(Extracted records)
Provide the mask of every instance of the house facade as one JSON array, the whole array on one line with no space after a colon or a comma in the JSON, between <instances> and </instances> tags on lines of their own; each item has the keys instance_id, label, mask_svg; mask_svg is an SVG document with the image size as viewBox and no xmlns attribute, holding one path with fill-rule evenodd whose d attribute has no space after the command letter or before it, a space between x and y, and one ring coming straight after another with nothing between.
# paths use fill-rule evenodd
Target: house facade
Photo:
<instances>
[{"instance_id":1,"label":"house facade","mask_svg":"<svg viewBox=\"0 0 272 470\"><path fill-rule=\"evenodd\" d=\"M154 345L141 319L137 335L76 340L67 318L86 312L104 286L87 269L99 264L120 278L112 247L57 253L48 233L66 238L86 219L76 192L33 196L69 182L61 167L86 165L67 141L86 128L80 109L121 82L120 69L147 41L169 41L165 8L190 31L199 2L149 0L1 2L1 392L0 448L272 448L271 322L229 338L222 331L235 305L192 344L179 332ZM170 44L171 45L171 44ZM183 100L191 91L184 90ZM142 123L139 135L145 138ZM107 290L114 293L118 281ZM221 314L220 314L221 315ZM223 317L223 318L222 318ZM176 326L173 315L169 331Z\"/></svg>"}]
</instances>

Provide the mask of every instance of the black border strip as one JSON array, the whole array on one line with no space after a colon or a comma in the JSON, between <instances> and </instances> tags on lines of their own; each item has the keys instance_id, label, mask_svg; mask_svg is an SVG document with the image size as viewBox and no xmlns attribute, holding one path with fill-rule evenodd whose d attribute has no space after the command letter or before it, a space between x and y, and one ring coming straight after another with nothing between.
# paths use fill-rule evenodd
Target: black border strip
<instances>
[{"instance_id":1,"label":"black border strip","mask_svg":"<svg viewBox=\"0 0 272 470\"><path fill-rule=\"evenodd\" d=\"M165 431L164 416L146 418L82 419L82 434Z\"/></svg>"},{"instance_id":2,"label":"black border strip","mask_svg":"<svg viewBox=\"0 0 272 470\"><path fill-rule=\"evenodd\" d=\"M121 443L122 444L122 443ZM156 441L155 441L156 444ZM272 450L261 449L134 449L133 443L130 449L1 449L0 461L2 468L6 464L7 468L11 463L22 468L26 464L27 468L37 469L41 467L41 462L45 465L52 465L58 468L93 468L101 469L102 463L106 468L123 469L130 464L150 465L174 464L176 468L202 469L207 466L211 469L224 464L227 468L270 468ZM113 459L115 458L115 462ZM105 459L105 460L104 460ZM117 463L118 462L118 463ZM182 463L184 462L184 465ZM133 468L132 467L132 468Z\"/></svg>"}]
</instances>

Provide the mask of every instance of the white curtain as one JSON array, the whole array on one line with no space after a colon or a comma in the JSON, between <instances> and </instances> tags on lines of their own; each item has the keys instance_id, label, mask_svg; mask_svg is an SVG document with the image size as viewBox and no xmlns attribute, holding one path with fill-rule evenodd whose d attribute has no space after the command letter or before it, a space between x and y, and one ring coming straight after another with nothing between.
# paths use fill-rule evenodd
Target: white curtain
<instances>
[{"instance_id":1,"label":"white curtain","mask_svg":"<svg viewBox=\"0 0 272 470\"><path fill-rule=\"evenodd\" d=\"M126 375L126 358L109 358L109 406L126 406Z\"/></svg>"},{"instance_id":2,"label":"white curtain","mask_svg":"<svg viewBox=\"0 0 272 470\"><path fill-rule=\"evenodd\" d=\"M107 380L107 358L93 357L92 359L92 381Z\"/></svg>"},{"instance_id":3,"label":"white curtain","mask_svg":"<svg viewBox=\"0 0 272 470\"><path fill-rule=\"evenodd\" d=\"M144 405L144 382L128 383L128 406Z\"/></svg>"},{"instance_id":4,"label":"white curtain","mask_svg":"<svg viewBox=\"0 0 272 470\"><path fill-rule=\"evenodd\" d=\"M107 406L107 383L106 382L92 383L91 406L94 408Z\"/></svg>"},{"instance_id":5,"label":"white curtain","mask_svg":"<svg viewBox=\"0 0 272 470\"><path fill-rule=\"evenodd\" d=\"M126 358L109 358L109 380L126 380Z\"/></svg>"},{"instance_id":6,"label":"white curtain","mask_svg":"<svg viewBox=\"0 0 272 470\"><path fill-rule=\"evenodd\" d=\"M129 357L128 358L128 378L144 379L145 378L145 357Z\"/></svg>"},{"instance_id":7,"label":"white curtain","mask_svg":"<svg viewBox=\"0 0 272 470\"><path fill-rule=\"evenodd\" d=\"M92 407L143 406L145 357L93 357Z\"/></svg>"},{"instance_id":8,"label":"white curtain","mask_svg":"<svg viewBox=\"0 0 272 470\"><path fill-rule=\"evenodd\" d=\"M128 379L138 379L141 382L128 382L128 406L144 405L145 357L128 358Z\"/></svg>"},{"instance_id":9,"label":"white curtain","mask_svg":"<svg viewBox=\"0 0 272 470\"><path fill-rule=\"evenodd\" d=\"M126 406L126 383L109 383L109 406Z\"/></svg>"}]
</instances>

■ INSTRUCTIONS TO FOLLOW ■
Give all the lines above again, exactly.

■ ANSWER SPACE ■
Provide the mask of every instance of the house facade as one JSON array, the whole array on one line with no space after a colon or a comma in the JSON, between <instances> and </instances> tags on lines of their own; each item has the keys instance_id, label, mask_svg; mask_svg is an SVG document with the image size as viewBox and no xmlns attribute, holding one path with fill-rule evenodd whose d attribute has no space after the command letter or before it, a space between x and y, and one ring coming straight after another with nothing between.
# paths use fill-rule evenodd
Target: house facade
Photo:
<instances>
[{"instance_id":1,"label":"house facade","mask_svg":"<svg viewBox=\"0 0 272 470\"><path fill-rule=\"evenodd\" d=\"M154 345L141 319L137 335L76 340L67 318L86 312L104 286L87 269L99 264L120 278L112 247L57 253L48 233L66 238L86 219L76 192L33 196L69 182L61 167L86 165L67 141L86 128L80 109L121 82L120 69L147 41L169 41L165 8L190 31L199 2L149 0L1 2L1 392L0 448L272 448L271 322L229 338L222 331L235 305L192 344L179 332ZM170 44L171 45L171 44ZM183 100L191 91L184 90ZM142 123L139 135L145 138ZM107 290L114 293L118 281ZM221 314L220 314L221 315ZM223 317L223 318L222 318ZM176 326L173 315L169 331Z\"/></svg>"}]
</instances>

Provide the mask of every instance of the black border strip as one JSON array, the whole array on one line with no space after a colon or a comma in the JSON, between <instances> and </instances> tags on lines of their own; each item has the keys instance_id, label, mask_svg; mask_svg is an SVG document with the image size as viewBox and no xmlns attribute, holding one path with fill-rule evenodd whose d attribute has no space after the command letter or before it, a space between x and y, and one ring coming straight after another with nothing between.
# paths use fill-rule evenodd
Target: black border strip
<instances>
[{"instance_id":1,"label":"black border strip","mask_svg":"<svg viewBox=\"0 0 272 470\"><path fill-rule=\"evenodd\" d=\"M165 431L164 416L146 418L82 419L82 434Z\"/></svg>"},{"instance_id":2,"label":"black border strip","mask_svg":"<svg viewBox=\"0 0 272 470\"><path fill-rule=\"evenodd\" d=\"M121 443L122 444L122 443ZM156 441L155 441L156 444ZM272 450L261 449L134 449L133 443L130 449L1 449L0 461L2 468L6 464L7 468L11 463L22 468L26 464L27 468L37 469L41 467L41 462L45 465L52 465L58 468L93 468L101 469L102 463L106 468L123 469L130 464L150 465L174 464L176 468L202 469L207 466L211 469L224 464L227 468L270 468ZM113 459L115 458L115 462ZM105 459L105 460L104 460ZM117 463L118 462L118 463ZM182 463L184 462L184 465ZM133 468L132 467L132 468Z\"/></svg>"}]
</instances>

Provide the mask of every instance of the white curtain as one JSON array, the whole array on one line with no space after a colon or a comma in the JSON, between <instances> and </instances> tags on lines of their own; each item has the keys instance_id, label, mask_svg; mask_svg is an SVG document with the image size as viewBox and no xmlns attribute, holding one path with fill-rule evenodd whose d attribute has no space after the command letter or before it, a space between x and y, and one ring coming straight after another with nothing between.
# paths use fill-rule evenodd
Target: white curtain
<instances>
[{"instance_id":1,"label":"white curtain","mask_svg":"<svg viewBox=\"0 0 272 470\"><path fill-rule=\"evenodd\" d=\"M126 375L126 358L109 358L109 406L126 406Z\"/></svg>"},{"instance_id":2,"label":"white curtain","mask_svg":"<svg viewBox=\"0 0 272 470\"><path fill-rule=\"evenodd\" d=\"M107 380L107 358L93 357L92 359L92 381Z\"/></svg>"},{"instance_id":3,"label":"white curtain","mask_svg":"<svg viewBox=\"0 0 272 470\"><path fill-rule=\"evenodd\" d=\"M144 405L144 382L128 383L128 406Z\"/></svg>"},{"instance_id":4,"label":"white curtain","mask_svg":"<svg viewBox=\"0 0 272 470\"><path fill-rule=\"evenodd\" d=\"M107 406L107 383L106 382L92 383L91 406L94 408Z\"/></svg>"},{"instance_id":5,"label":"white curtain","mask_svg":"<svg viewBox=\"0 0 272 470\"><path fill-rule=\"evenodd\" d=\"M126 358L109 358L109 380L126 380Z\"/></svg>"},{"instance_id":6,"label":"white curtain","mask_svg":"<svg viewBox=\"0 0 272 470\"><path fill-rule=\"evenodd\" d=\"M129 357L128 358L128 378L144 379L145 378L145 357Z\"/></svg>"},{"instance_id":7,"label":"white curtain","mask_svg":"<svg viewBox=\"0 0 272 470\"><path fill-rule=\"evenodd\" d=\"M92 407L143 406L145 357L93 357Z\"/></svg>"},{"instance_id":8,"label":"white curtain","mask_svg":"<svg viewBox=\"0 0 272 470\"><path fill-rule=\"evenodd\" d=\"M128 379L138 379L141 382L128 382L128 406L144 405L145 357L128 358Z\"/></svg>"},{"instance_id":9,"label":"white curtain","mask_svg":"<svg viewBox=\"0 0 272 470\"><path fill-rule=\"evenodd\" d=\"M126 406L126 383L109 383L109 406Z\"/></svg>"}]
</instances>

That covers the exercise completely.